Given text:
=== Section Start ===
Colombian government’s ongoing financial support of the film industry starts to bear fruit
In recent years, Colombian cinema has struggled to keep up with the likes of Argentina, Brazil and Mexico in making films which gain international recognition. But there are now signs that the tide is turning as the Colombian government’s ongoing financial support of the film industry starts to bear fruit.
It was back in 2003 that the government first introduced laws to support cinema and established a film fund to help Colombian productions get off the ground.
Speaking at this year’s Cartagena Film Festival, Paula Marcela Moreno, Colombia’s minister of culture told CNN: “The film strategy has been developed with an eye on the international market. We want a lot of films to be filmed here with favorable conditions for international investors.”
Claudia Triana, director of the Colombian film promotion fund, Proimagenes en Movimiento, says the money has been a blessing.
“More or less, we have given through this fund like $22 million in six years. This year again we have $5.5 million that will be given to the producers.
“Now we have films, now we have crews and now we have low costs at a moment when everyone is looking for new locations and Colombia is more or less a secret,” she added.
Cartagena is Latin America’s longest-running film festival and this year it celebrated its 50th anniversary.
It has always attracted some of cinema’s biggest names. But this year, it was Colombia’s greatest author Gabriel Garcia Marquez who was the star attraction at the opening ceremony. The Nobel laureate’s 1985 novel, “Love in the Time of Cholera,” was adapted for the big screen in 2007 by UK director Mike Newell and Cartagena was chosen as the location for the unnamed port city which featured in the book.
=== Section End ===
Source data:
=== Section Start ===
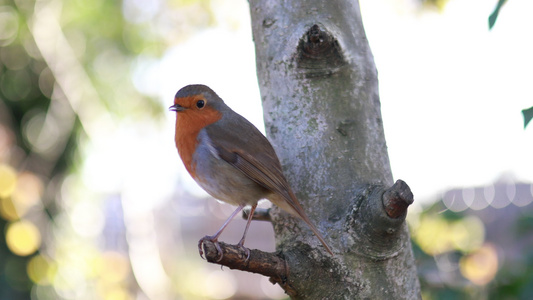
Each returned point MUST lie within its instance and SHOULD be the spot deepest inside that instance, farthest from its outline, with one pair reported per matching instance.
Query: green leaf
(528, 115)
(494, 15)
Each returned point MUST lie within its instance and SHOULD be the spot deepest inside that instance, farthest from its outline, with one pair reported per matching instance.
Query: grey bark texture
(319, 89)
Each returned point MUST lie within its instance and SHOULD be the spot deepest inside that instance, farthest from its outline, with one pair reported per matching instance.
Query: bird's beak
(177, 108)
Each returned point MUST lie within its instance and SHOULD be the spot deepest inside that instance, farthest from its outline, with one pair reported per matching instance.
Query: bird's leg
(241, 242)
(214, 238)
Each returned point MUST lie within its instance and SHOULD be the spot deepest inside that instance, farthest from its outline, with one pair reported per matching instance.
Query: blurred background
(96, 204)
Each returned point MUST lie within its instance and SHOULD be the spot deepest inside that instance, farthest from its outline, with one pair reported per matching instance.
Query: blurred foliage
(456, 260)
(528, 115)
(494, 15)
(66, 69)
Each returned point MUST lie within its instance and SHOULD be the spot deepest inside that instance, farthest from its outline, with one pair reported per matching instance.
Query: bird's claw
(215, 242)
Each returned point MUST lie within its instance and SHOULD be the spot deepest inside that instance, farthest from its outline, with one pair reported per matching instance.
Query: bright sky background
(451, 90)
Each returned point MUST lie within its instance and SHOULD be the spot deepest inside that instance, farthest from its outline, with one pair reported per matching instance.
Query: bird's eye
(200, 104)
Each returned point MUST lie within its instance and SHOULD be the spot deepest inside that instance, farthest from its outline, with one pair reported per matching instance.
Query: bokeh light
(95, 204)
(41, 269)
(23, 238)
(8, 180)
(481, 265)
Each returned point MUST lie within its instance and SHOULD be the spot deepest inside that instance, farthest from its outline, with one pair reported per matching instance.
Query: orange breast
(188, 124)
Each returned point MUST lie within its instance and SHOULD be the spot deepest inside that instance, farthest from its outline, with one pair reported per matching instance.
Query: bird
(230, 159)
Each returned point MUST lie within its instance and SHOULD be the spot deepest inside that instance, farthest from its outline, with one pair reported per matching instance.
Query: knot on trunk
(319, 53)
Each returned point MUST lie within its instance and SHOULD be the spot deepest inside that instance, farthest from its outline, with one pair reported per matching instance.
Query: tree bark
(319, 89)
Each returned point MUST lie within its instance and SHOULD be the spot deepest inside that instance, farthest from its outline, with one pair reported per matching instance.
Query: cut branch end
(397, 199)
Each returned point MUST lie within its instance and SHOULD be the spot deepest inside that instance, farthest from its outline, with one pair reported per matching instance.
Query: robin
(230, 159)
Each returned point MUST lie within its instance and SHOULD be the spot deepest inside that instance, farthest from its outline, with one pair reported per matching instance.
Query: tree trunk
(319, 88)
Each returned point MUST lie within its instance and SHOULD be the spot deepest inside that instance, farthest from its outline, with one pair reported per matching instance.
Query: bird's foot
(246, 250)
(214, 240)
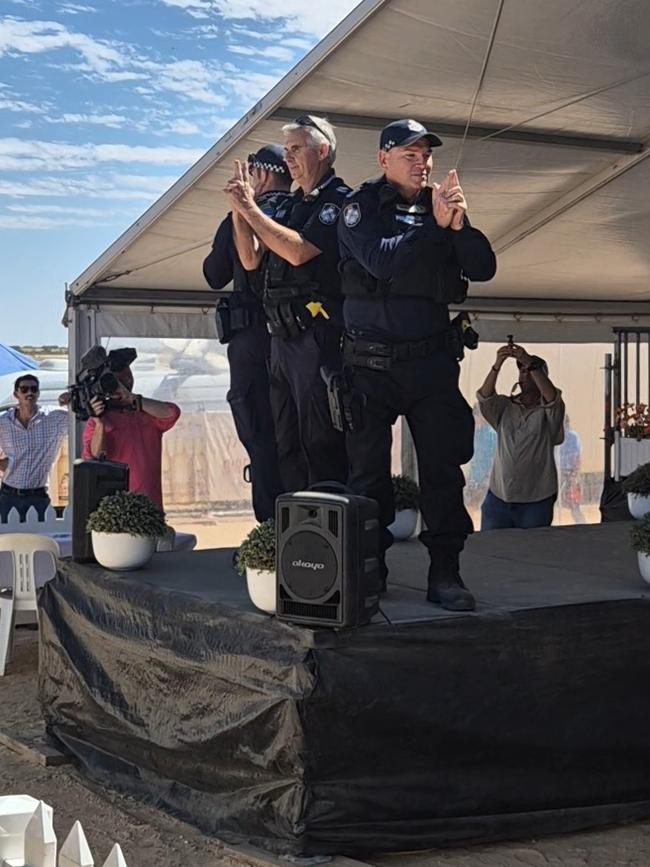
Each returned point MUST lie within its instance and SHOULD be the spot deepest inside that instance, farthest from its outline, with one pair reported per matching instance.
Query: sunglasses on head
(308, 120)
=== Section End ===
Tasks to perform:
1. Using the article on Colombian film funding, decide whether each statement agrees with it: (a) The government first passed laws to support cinema in 2003. (b) The Cartagena festival marked its 40th anniversary this year. (c) Claudia Triana is Colombia's minister of culture. Answer yes or no for each, and quote the words from the article that decide it.
2. In the article on Colombian film funding, take the part that opens with the words containing "Speaking at this" and closes with "its 50th anniversary.". Write it out again, swapping "crews" for "studios".
3. Carry on the article on Colombian film funding with the next part, starting right after its last sentence.

Answers for each item:
1.
(a) Yes: "It was back in 2003 that the government first introduced laws to support cinema"
(b) No: "this year it celebrated its 50th anniversary"
(c) No: "Paula Marcela Moreno, Colombia’s minister of culture"

2.
Speaking at this year’s Cartagena Film Festival, Paula Marcela Moreno, Colombia’s minister of culture told CNN: “The film strategy has been developed with an eye on the international market. We want a lot of films to be filmed here with favorable conditions for international investors.”
Claudia Triana, director of the Colombian film promotion fund, Proimagenes en Movimiento, says the money has been a blessing.
“More or less, we have given through this fund like $22 million in six years. This year again we have $5.5 million that will be given to the producers.
“Now we have films, now we have studios and now we have low costs at a moment when everyone is looking for new locations and Colombia is more or less a secret,” she added.
Cartagena is Latin America’s longest-running film festival and this year it celebrated its 50th anniversary.

3.
Situated on Colombia’s northern coast, Cartagena has hosted a number of big-budget productions. In 1986, the Oscar-winning film “The Mission,” starring Robert De Niro was filmed in the city and in 1969 Marlon Brando was there shooting “Queimada” (“Burn”).
French film director Alain Monne, whose film “Cartagena,” starring Christopher Lambert and Sophie Marceau, opened this year’s festival believes it is a special film location. “Cartagena, for me, is like an actor — there are actors with talent, there are actors lacking talent, some have none at all. It’s the same with cities and countries. For me Cartagena is a city with unbelievable talent,” Monne told CNN.
This glowing, if somewhat curious tribute, is proof of the passions that the old colonial city can stir.
Colombian cinema is undoubtedly back on track. Film production is up 500 percent and although many Colombian pictures aren’t turning a profit yet, they are catching the eye of critics around the world in 2010.
Cali-born director Oscar Ruiz Navia won a the International Federation of Film Critics (FIPRESCI) prize at the Berlin Film Festival for “El Vuelco del Cangrejo”.
“Los Viajes del Viento” written and directed by Ciro Guerra won best Spanish language film at the Santa Barbara International Film Festival and scooped best Colombian film at Cartagena.
This success extends to Colombia’s private film backers. Dynamo Capital helped fund “Contracorriente” (“Undertow”) — by Peruvian director Javier Fuentes Leon — which won an audience award at this year’s Sundance Film Festival.
The task of rebuilding Colombia’s film industry extends to the country’s cinemas — many of them are still using comparatively old-fashioned equipment. But according to Munir Falah, CEO of Cine Colombia — an independent cinema owner — this is changing.
“We’ve been one of the first countries in Latin America to start converting to digital projection and also 3-D.”
Installing new projectors will make it a lot easier to bring new products and new titles to Colombia, Falah says.
But perhaps the most enduring legacy from Cartagena will be a social scheme encouraging children to make their own films. “We give them cameras, training and support and they go and make their own short films,” festival director, Ricardo Velez Pareja said.
Hailing from some of Cartagena’s poorest neighborhoods, these children are “totally transformed by the art form,” Pareja says. “You can see how they gain self-confidence, how they begin to think in relation to their family and their neighbors and how they fit in to it all,” he added.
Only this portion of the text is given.